▶ [Texto extraído]
Wassssup!!!..  Emm, digoo, no... Quería hacer mi humilde aporte... Ju.

Me permito desviar por una rama del tema inicial que se titula "Cálculo de fuente de alimentación sin transformador de 1A"... En este caso no aportando cálculos pero si una imagen de una pequeña fuente de esas "rarezas peligrosas y poco confiables" que se usan como cargadores.. 

Esta es de 5V 1A, y la curiosidad, que ya lo he visto en otras parecidas, es que la alta tensión está aislada de la salida con un trafo pequeño que se ve ahí en amarillo...  (mis disculpas por la mala definición de la imagen, no tenía otra cosa que el cel.)

No recuerdo cómo se llaman esos trafitos, pero se usan mucho en aplicaciones de altas frecuencias, como en los balastos de lámparas y en fuentes de pc. 

Aunque ésta fuente regula con un 13003 plástico, que reduce los 220V a entre 15V y 30V según el modelo, (se quemó y lo reemplacé por un 13005 silicio para adosar discipador, como se vé), al haberse quemado el regulador supondría el paso de la tensión en directo al trafito, aunque no afectó la etapa de salida regulada.

Cabe aclarar que únen las dos etapas también un micro de 4 patas que desconozco, juazz, el pc817 protegido por todos lados con esas resistencias chiquititas que discipan 1W (cómo se llamaban?())..

Y para finalizar, infaltable, también está la r de drenaje de, en este caso, 0.1 ohm.

Bueno, algunos detalles como que junto con el 13005 hay un s8050 que deben conformar un circuito resonante que genera los pulsos y envian al trafito para asi inducir, junto con la tensión ya aplicada, al secundario... Y demáses regulaciones con los zener en ámbas etapas..

Entonces queda establecido el hecho de la separación de las etapas con un trafito como método de seguridad en fuentes de este tipo. 

Mis saludos...


----------



## CMACIASM

Disculpa, por casulidad en vez de un Zener puedo utilizar un regulador de voltaje como un LM317?, es que los zener se me hacen demasiado caros ya que quisiera una fuente de 30 volts a 1 amper y el mas cercano que encontre fue el NTE5268A pero cuesta más de 20 dólares Americanos, bueno aún así creo que sale mas barato que una fuente con transformador pero si se pudiera hacer con regulador sería genial


----------



## Fogonazo

CMACIASM dijo:


> .... es que los zener se me hacen demasiado caros ya que quisiera una fuente de 30 volts a 1 amper y el mas cercano que encontre fue el NTE5268A ...




Un zener cuesta unos centavos de dolar

Averigua en las direcciones de tu país:

http://witronica.com/tabla_proveedores


----------



## Eduardo

Fogonazo dijo:


> Un zener cuesta unos centavos de dolar


Pero ese es de 50W !

▶ [Lista de tareas]
1) Transcribe el fragmento del hilo sobre la fuente sin transformador desde "Cabe aclarar que" hasta "en ámbas etapas..".
2) En el hilo sobre la fuente sin transformador, ¿por qué componente se reemplazó el 13003 que se quemó?

▶ [Líneas proporcionadas]
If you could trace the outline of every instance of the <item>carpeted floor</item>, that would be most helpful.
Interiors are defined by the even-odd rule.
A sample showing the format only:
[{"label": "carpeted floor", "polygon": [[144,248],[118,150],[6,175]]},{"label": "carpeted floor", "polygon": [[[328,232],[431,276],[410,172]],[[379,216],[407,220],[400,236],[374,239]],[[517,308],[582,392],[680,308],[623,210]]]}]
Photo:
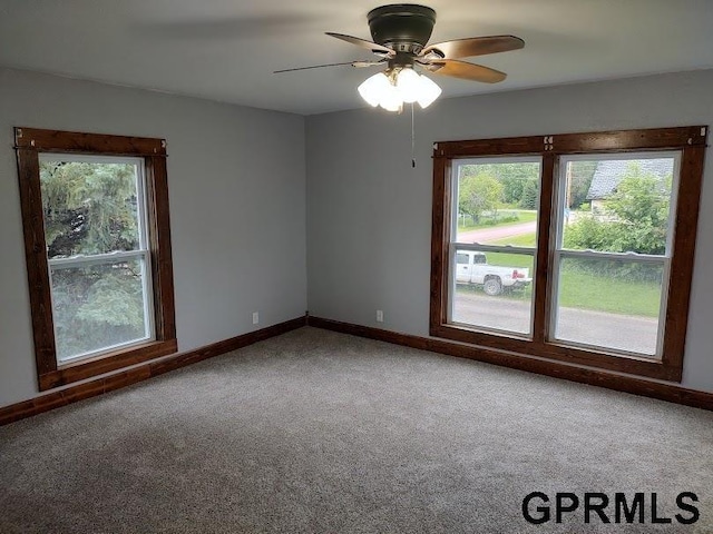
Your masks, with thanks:
[{"label": "carpeted floor", "polygon": [[[309,327],[2,427],[0,453],[3,534],[713,532],[712,413]],[[644,492],[646,524],[529,525],[531,492]]]}]

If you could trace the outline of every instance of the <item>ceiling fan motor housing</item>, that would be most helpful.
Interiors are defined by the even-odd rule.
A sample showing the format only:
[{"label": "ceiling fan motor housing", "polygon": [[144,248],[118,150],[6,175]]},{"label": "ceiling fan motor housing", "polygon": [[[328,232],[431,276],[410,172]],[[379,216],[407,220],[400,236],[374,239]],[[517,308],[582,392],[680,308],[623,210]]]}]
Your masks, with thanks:
[{"label": "ceiling fan motor housing", "polygon": [[394,3],[372,9],[367,19],[374,42],[416,55],[431,38],[436,11],[426,6]]}]

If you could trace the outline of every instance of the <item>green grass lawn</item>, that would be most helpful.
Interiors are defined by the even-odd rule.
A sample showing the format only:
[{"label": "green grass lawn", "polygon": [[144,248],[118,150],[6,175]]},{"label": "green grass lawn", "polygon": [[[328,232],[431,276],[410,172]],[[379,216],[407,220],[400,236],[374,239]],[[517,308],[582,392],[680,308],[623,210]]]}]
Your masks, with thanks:
[{"label": "green grass lawn", "polygon": [[[533,247],[535,234],[527,234],[497,241],[498,245]],[[486,253],[488,264],[502,267],[530,269],[533,256],[507,253]],[[524,294],[522,294],[524,293]],[[531,287],[516,291],[514,298],[530,298]],[[623,315],[657,317],[661,304],[661,285],[651,281],[628,281],[592,273],[566,269],[560,276],[559,305]]]},{"label": "green grass lawn", "polygon": [[482,218],[478,224],[467,221],[465,225],[461,220],[458,220],[458,231],[477,230],[478,228],[497,228],[500,226],[519,225],[521,222],[530,222],[537,220],[537,211],[524,210],[524,209],[504,209],[499,211],[501,217],[508,215],[517,215],[518,220],[508,220],[504,222],[494,222],[490,218]]}]

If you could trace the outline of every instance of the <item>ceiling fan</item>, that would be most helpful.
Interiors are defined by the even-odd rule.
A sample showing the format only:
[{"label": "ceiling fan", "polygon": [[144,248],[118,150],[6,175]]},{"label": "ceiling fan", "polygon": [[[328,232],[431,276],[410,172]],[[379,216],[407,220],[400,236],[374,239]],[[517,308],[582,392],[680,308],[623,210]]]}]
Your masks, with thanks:
[{"label": "ceiling fan", "polygon": [[460,59],[518,50],[525,46],[522,39],[514,36],[469,37],[428,44],[436,23],[436,11],[426,6],[382,6],[369,11],[367,19],[373,41],[343,33],[326,34],[370,50],[380,59],[300,67],[276,70],[275,73],[345,65],[356,68],[385,66],[383,71],[359,86],[359,92],[371,106],[400,111],[403,102],[418,101],[426,108],[441,92],[433,81],[419,75],[417,68],[433,75],[497,83],[505,80],[505,72]]}]

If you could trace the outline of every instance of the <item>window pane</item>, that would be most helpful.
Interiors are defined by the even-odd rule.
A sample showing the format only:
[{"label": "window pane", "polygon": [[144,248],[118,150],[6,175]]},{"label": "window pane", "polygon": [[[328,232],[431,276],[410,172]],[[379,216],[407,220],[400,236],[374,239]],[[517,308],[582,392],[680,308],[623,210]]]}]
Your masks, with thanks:
[{"label": "window pane", "polygon": [[555,337],[656,355],[664,264],[564,258]]},{"label": "window pane", "polygon": [[457,243],[535,246],[539,160],[469,161],[456,172]]},{"label": "window pane", "polygon": [[[462,254],[462,253],[461,253]],[[457,263],[451,322],[530,334],[534,255],[468,251]],[[460,255],[460,254],[459,254]],[[481,263],[480,259],[486,260]]]},{"label": "window pane", "polygon": [[139,249],[137,172],[130,162],[43,156],[40,184],[48,257]]},{"label": "window pane", "polygon": [[150,337],[143,259],[52,268],[57,360]]},{"label": "window pane", "polygon": [[665,255],[675,168],[673,154],[567,161],[561,247]]}]

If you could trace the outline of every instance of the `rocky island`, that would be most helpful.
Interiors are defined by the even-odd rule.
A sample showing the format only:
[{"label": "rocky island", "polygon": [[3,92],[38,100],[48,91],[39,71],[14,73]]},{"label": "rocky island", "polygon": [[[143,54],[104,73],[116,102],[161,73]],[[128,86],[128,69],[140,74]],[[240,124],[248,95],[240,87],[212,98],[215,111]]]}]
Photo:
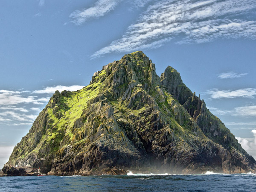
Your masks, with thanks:
[{"label": "rocky island", "polygon": [[81,90],[56,91],[2,172],[39,167],[58,175],[232,174],[256,172],[256,162],[175,69],[160,77],[139,51]]}]

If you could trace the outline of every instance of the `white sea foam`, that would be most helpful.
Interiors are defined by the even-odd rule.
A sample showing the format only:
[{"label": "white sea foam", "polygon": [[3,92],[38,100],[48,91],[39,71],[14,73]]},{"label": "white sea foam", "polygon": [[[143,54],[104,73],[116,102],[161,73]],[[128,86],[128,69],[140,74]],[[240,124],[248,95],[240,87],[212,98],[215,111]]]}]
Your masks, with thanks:
[{"label": "white sea foam", "polygon": [[204,175],[216,175],[216,174],[218,174],[218,173],[214,173],[213,172],[207,172]]},{"label": "white sea foam", "polygon": [[150,174],[143,174],[143,173],[133,173],[130,171],[129,171],[129,172],[127,173],[127,175],[129,176],[151,176],[151,175],[172,175],[172,174],[168,174],[168,173],[163,173],[162,174],[154,174],[152,173],[150,173]]}]

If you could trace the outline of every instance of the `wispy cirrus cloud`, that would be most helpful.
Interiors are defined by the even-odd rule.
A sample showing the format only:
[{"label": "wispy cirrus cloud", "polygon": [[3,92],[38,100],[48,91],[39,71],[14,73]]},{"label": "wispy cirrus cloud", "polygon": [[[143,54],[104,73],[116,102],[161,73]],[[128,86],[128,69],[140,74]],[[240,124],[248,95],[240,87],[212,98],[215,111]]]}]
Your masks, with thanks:
[{"label": "wispy cirrus cloud", "polygon": [[236,113],[242,116],[256,116],[256,105],[249,105],[236,108]]},{"label": "wispy cirrus cloud", "polygon": [[32,111],[40,111],[40,109],[38,108],[32,108],[30,110]]},{"label": "wispy cirrus cloud", "polygon": [[[143,7],[153,0],[132,0],[131,3],[134,7]],[[115,8],[124,0],[98,0],[91,7],[82,11],[76,10],[70,15],[72,22],[80,25],[93,19],[102,17]]]},{"label": "wispy cirrus cloud", "polygon": [[243,76],[245,76],[248,74],[248,73],[236,73],[234,72],[229,72],[225,73],[221,73],[218,77],[220,79],[233,79],[233,78],[239,78]]},{"label": "wispy cirrus cloud", "polygon": [[183,37],[179,44],[201,43],[218,38],[256,39],[256,21],[234,19],[256,8],[254,0],[157,1],[131,25],[122,38],[95,52],[111,52],[159,47]]},{"label": "wispy cirrus cloud", "polygon": [[47,87],[44,89],[33,91],[33,93],[38,94],[52,94],[54,93],[56,90],[58,90],[60,92],[63,90],[67,90],[70,91],[75,91],[82,89],[84,86],[81,85],[72,85],[71,86],[65,86],[63,85],[57,85],[55,87]]},{"label": "wispy cirrus cloud", "polygon": [[0,105],[9,106],[21,103],[42,105],[49,101],[49,98],[38,98],[37,96],[26,96],[23,94],[27,93],[28,91],[0,90]]},{"label": "wispy cirrus cloud", "polygon": [[10,119],[19,121],[33,121],[38,116],[34,115],[20,113],[11,111],[0,113],[0,116],[7,117]]},{"label": "wispy cirrus cloud", "polygon": [[256,88],[248,88],[235,90],[219,90],[218,89],[212,89],[207,90],[206,93],[210,95],[210,97],[212,99],[237,97],[253,98],[256,95]]}]

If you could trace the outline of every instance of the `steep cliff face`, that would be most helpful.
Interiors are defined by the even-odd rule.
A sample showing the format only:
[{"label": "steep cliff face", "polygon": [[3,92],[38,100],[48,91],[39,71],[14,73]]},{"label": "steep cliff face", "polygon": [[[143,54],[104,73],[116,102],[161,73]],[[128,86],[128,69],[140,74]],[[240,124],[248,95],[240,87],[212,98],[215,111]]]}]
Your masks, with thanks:
[{"label": "steep cliff face", "polygon": [[256,169],[177,71],[160,78],[141,52],[104,66],[81,90],[56,91],[3,170],[15,165],[58,175]]}]

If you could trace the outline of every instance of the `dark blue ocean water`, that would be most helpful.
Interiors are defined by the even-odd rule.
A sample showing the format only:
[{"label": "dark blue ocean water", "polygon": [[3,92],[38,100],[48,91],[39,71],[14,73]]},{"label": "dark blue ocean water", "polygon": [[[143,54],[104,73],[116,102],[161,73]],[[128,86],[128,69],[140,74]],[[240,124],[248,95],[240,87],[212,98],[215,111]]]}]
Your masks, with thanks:
[{"label": "dark blue ocean water", "polygon": [[255,192],[256,174],[0,177],[5,192]]}]

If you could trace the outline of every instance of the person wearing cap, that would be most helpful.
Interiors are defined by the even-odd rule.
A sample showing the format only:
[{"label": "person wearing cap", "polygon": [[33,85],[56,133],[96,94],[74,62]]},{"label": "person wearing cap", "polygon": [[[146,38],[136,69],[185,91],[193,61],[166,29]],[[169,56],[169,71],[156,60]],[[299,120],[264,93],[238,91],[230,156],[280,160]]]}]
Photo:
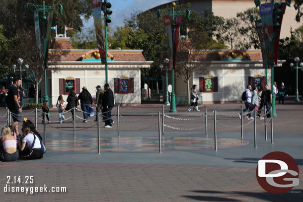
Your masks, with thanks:
[{"label": "person wearing cap", "polygon": [[281,85],[279,89],[279,104],[282,100],[282,104],[284,104],[284,98],[285,97],[285,87],[284,87],[284,83],[281,82]]},{"label": "person wearing cap", "polygon": [[[96,92],[96,112],[97,113],[102,111],[102,98],[103,96],[104,92],[101,89],[101,86],[99,85],[96,86],[97,92]],[[96,116],[95,121],[98,121],[97,116]]]},{"label": "person wearing cap", "polygon": [[114,121],[111,119],[111,110],[114,107],[114,93],[110,89],[109,84],[104,85],[104,93],[102,99],[102,112],[103,121],[105,122],[105,128],[112,128]]},{"label": "person wearing cap", "polygon": [[82,88],[82,92],[79,94],[78,99],[80,101],[81,109],[84,112],[83,113],[84,120],[82,122],[87,123],[87,116],[88,113],[89,113],[90,105],[92,104],[92,98],[86,86]]}]

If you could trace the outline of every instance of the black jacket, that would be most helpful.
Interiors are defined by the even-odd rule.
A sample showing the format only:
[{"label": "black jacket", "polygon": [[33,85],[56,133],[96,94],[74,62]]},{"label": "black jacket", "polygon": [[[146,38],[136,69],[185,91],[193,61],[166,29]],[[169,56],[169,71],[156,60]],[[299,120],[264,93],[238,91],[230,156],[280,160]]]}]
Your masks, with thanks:
[{"label": "black jacket", "polygon": [[68,102],[68,104],[66,106],[65,110],[69,110],[71,109],[73,109],[74,107],[76,106],[77,99],[77,95],[76,95],[75,93],[74,92],[70,93],[68,97],[67,100],[66,100],[66,101]]},{"label": "black jacket", "polygon": [[78,96],[78,99],[81,100],[81,104],[92,104],[91,95],[87,90],[83,89]]},{"label": "black jacket", "polygon": [[102,98],[102,106],[103,107],[113,107],[114,105],[114,93],[110,88],[104,92]]}]

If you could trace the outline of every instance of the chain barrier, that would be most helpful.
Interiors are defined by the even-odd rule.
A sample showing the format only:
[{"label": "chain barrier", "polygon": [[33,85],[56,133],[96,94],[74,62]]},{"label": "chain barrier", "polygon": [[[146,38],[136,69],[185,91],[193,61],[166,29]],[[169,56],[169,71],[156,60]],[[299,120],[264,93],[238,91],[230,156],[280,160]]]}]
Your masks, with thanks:
[{"label": "chain barrier", "polygon": [[[151,115],[151,116],[149,116],[149,117],[147,117],[147,118],[145,118],[141,119],[138,119],[138,120],[130,120],[130,121],[127,121],[127,120],[126,120],[126,121],[120,120],[119,121],[120,121],[120,122],[122,122],[122,123],[142,123],[142,122],[143,122],[143,121],[145,121],[145,120],[148,120],[148,119],[151,119],[152,118],[152,117],[154,117],[154,116],[155,116],[155,115],[156,115],[156,114],[153,114],[153,115]],[[124,118],[123,116],[122,116],[122,115],[119,115],[119,116],[120,116],[120,117],[121,117],[122,119],[124,119],[124,120],[126,120],[126,118]]]},{"label": "chain barrier", "polygon": [[191,128],[180,128],[174,127],[171,126],[168,126],[166,124],[161,124],[163,125],[165,127],[167,127],[167,128],[168,128],[171,129],[178,130],[178,131],[193,131],[193,130],[199,130],[199,129],[201,129],[205,128],[206,127],[206,126],[210,126],[210,125],[213,124],[213,123],[210,122],[210,123],[208,124],[207,125],[206,125],[206,126],[200,126],[199,127]]},{"label": "chain barrier", "polygon": [[162,114],[162,113],[160,113],[160,114],[163,114],[164,117],[167,117],[167,118],[168,118],[169,119],[174,119],[175,120],[180,120],[180,121],[192,121],[192,120],[196,120],[200,119],[201,119],[202,118],[204,118],[204,117],[206,117],[205,115],[204,114],[204,115],[203,115],[202,116],[199,116],[199,117],[196,117],[196,118],[192,118],[192,119],[181,119],[181,118],[175,118],[175,117],[171,117],[170,116],[166,115],[165,114]]}]

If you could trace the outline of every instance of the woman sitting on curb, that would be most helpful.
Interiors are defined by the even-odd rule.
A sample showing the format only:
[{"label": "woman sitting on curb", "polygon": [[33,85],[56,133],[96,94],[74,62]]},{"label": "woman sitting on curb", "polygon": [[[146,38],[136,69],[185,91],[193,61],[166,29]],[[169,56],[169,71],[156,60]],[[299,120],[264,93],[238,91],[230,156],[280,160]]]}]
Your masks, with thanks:
[{"label": "woman sitting on curb", "polygon": [[4,126],[2,129],[2,136],[0,138],[0,161],[15,161],[19,157],[16,138],[13,131],[12,133],[12,131],[8,126]]},{"label": "woman sitting on curb", "polygon": [[43,157],[45,147],[42,137],[35,129],[35,125],[29,120],[23,122],[22,128],[23,139],[20,146],[20,157],[26,159],[38,159]]}]

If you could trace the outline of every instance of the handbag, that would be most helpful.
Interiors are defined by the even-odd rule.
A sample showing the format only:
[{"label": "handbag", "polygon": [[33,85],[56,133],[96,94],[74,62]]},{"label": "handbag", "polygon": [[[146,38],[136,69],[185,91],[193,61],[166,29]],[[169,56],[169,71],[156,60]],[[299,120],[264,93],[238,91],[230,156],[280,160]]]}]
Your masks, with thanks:
[{"label": "handbag", "polygon": [[89,117],[92,117],[95,116],[95,113],[94,112],[93,107],[90,107],[90,109],[89,110]]}]

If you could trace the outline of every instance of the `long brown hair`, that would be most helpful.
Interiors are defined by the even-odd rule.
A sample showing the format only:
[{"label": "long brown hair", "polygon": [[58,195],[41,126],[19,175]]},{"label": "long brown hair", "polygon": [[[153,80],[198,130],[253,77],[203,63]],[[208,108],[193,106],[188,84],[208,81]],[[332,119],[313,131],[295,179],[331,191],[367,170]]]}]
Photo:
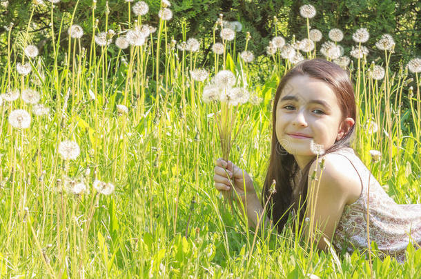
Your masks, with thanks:
[{"label": "long brown hair", "polygon": [[[294,156],[286,152],[276,136],[276,107],[278,100],[288,81],[297,75],[305,75],[328,83],[336,94],[342,119],[351,117],[356,121],[356,107],[354,90],[348,73],[339,65],[326,60],[315,59],[305,60],[291,69],[282,79],[276,90],[272,110],[272,143],[271,157],[264,184],[262,190],[262,203],[264,205],[270,198],[267,207],[268,214],[276,224],[278,232],[281,232],[288,220],[289,213],[298,211],[300,220],[306,209],[307,183],[310,167],[313,158],[302,169],[302,176],[298,185],[295,185],[294,177],[299,167]],[[351,147],[355,125],[340,140],[325,150],[325,154],[337,151],[345,147]],[[275,192],[271,195],[271,186],[275,180]],[[293,192],[293,189],[294,191]],[[298,193],[298,194],[296,194]],[[299,203],[300,208],[298,207]]]}]

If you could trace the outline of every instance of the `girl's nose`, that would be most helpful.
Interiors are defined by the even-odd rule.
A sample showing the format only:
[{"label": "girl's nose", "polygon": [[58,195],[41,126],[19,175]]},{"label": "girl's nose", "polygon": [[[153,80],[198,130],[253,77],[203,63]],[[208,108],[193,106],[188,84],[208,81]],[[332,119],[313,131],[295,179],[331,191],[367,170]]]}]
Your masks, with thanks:
[{"label": "girl's nose", "polygon": [[295,125],[297,126],[306,126],[307,121],[306,121],[306,117],[304,116],[304,112],[302,110],[299,110],[295,114],[295,117],[293,119],[293,125]]}]

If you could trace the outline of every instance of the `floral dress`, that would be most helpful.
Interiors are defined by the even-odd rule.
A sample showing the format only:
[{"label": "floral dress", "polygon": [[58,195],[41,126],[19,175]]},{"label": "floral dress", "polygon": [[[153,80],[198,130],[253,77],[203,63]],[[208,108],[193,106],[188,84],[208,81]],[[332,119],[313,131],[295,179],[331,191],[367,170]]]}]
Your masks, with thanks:
[{"label": "floral dress", "polygon": [[332,244],[338,251],[367,248],[367,194],[369,189],[370,241],[377,243],[382,258],[386,255],[405,260],[409,243],[421,245],[421,204],[398,205],[384,192],[352,148],[334,152],[345,156],[355,169],[362,185],[358,199],[346,205]]}]

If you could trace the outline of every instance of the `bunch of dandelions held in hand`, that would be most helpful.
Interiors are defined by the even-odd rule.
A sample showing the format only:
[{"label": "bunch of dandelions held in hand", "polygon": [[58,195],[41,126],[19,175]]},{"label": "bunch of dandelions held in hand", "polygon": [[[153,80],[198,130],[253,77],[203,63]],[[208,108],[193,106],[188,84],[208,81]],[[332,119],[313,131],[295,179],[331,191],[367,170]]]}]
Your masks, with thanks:
[{"label": "bunch of dandelions held in hand", "polygon": [[[216,74],[210,83],[204,87],[202,95],[204,102],[215,105],[215,111],[217,112],[215,114],[215,122],[221,142],[222,158],[226,161],[235,138],[244,124],[243,121],[237,131],[234,132],[237,126],[235,121],[239,105],[247,103],[250,98],[247,90],[236,86],[237,83],[237,83],[237,77],[231,71],[223,70]],[[229,201],[233,209],[231,191],[227,194],[230,197]]]}]

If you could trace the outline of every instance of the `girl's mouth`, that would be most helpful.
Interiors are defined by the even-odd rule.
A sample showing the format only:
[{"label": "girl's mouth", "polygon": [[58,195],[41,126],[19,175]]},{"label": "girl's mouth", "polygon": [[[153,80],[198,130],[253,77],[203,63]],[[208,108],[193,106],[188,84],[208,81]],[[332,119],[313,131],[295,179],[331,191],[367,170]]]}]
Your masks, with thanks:
[{"label": "girl's mouth", "polygon": [[287,135],[294,138],[311,138],[311,136],[303,136],[301,134],[287,134]]}]

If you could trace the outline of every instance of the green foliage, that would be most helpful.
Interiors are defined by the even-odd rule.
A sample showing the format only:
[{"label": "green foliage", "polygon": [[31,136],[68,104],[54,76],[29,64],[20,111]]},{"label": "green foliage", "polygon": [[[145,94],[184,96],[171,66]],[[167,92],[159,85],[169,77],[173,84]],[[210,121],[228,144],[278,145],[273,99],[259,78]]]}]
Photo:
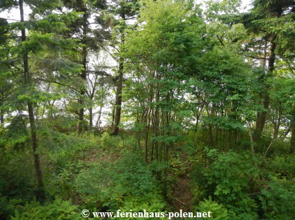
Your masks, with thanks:
[{"label": "green foliage", "polygon": [[77,206],[73,205],[70,201],[63,201],[56,198],[52,203],[40,205],[36,201],[19,206],[15,210],[11,220],[49,220],[49,219],[80,219],[80,214],[77,212]]},{"label": "green foliage", "polygon": [[122,146],[122,139],[118,136],[111,136],[109,133],[102,134],[100,139],[100,145],[102,148],[118,149]]},{"label": "green foliage", "polygon": [[295,216],[294,179],[287,180],[272,178],[259,198],[264,210],[263,219],[293,219]]},{"label": "green foliage", "polygon": [[[204,201],[200,203],[198,205],[198,210],[202,212],[207,212],[210,211],[211,219],[230,219],[227,209],[223,208],[222,205],[213,201],[211,196],[209,199],[205,199]],[[204,218],[202,218],[202,219],[204,219]]]},{"label": "green foliage", "polygon": [[248,196],[260,174],[255,158],[249,152],[216,150],[208,151],[207,155],[213,162],[203,175],[207,187],[214,190],[212,196],[233,210],[239,219],[256,219],[257,205]]}]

▶ [Resultados obtenidos]
1)
Cabe aclarar que únen las dos etapas también un micro de 4 patas que desconozco, juazz, el pc817 protegido por todos lados con esas resistencias chiquititas que discipan 1W (cómo se llamaban?())..

Y para finalizar, infaltable, también está la r de drenaje de, en este caso, 0.1 ohm.

Bueno, algunos detalles como que junto con el 13005 hay un s8050 que deben conformar un circuito resonante que genera los pulsos y envian al trafito para asi inducir, junto con la tensión ya aplicada, al secundario... Y demáses regulaciones con los zener en ámbas etapas..

2) Se reemplazó por un 13005 de silicio, para poder adosarle un disipador.